--- Start PROVIDED TEXT ---

We generally speak of innovation in terms of new features and products, but in addition to a great product, success hinders on two other equally if not more important factors:

  1. Business model innovation
  2. User adoption and retention

Unit Economics

In developing a new product idea, one should start with the fundamental unit economics. The first problem to be solved is not merely, “how do we meet user needs?”, but “how do we solve a user problem with a business model that scales recurring revenue while minimizing customer acquisition costs?”. Without the latter, you don’t have a business, and if you don’t have a business, you can’t serve the user.

All too often startups measure their success by top-line revenue, or gross merchandise volume (GMV), which is a seductive vanity metric. If you’ve raised venture money, you want to show growth. You want to walk into each board meeting with a chart going up and to the right. However, any company can generate growth if it has the capital to do so. Facebook and Google provide fantastic platforms for buying users. If you keep buying, you’ll keep growing. This strategy is, of course, unsustainable, and the growth metric is a false indicator of success. The only metrics that matter are total lifetime customer value (retention), and the cost of acquiring them.

Product Innovation

On the product side, you want to create something that solves a genuine user problem, driving “bottoms up” (word of mouth) demand, minimizing the need for high-touch sales teams and customer support. This is “product market fit” — the product sells itself by generating organic demand. This is how products scale and recurring revenue grows without marketing spend growing with it.

Business Model Innovation

In addition to great products that sell themselves, you need an innovative business model that generates money from the start, prior to inventory acquisition or manufacturing and distribution costs. Ideally, you want customers to pay for the product or service in advance, financing its creation and delivery.

--- End PROVIDED TEXT ---

*TASK PROMPT*. Transcribe the passage on startup business models verbatim, starting at "On the product" and ending at "creation and delivery.". The listing that follows comes from a separate source, not from the passage on startup business models.

--- Start MATERIAL PROVIDED ---

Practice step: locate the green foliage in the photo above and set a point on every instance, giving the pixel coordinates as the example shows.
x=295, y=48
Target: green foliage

--- End MATERIAL PROVIDED ---

*SOLUTION TO THE PROBLEM*.
On the product side, you want to create something that solves a genuine user problem, driving “bottoms up” (word of mouth) demand, minimizing the need for high-touch sales teams and customer support. This is “product market fit” — the product sells itself by generating organic demand. This is how products scale and recurring revenue grows without marketing spend growing with it.

Business Model Innovation

In addition to great products that sell themselves, you need an innovative business model that generates money from the start, prior to inventory acquisition or manufacturing and distribution costs. Ideally, you want customers to pay for the product or service in advance, financing its creation and delivery.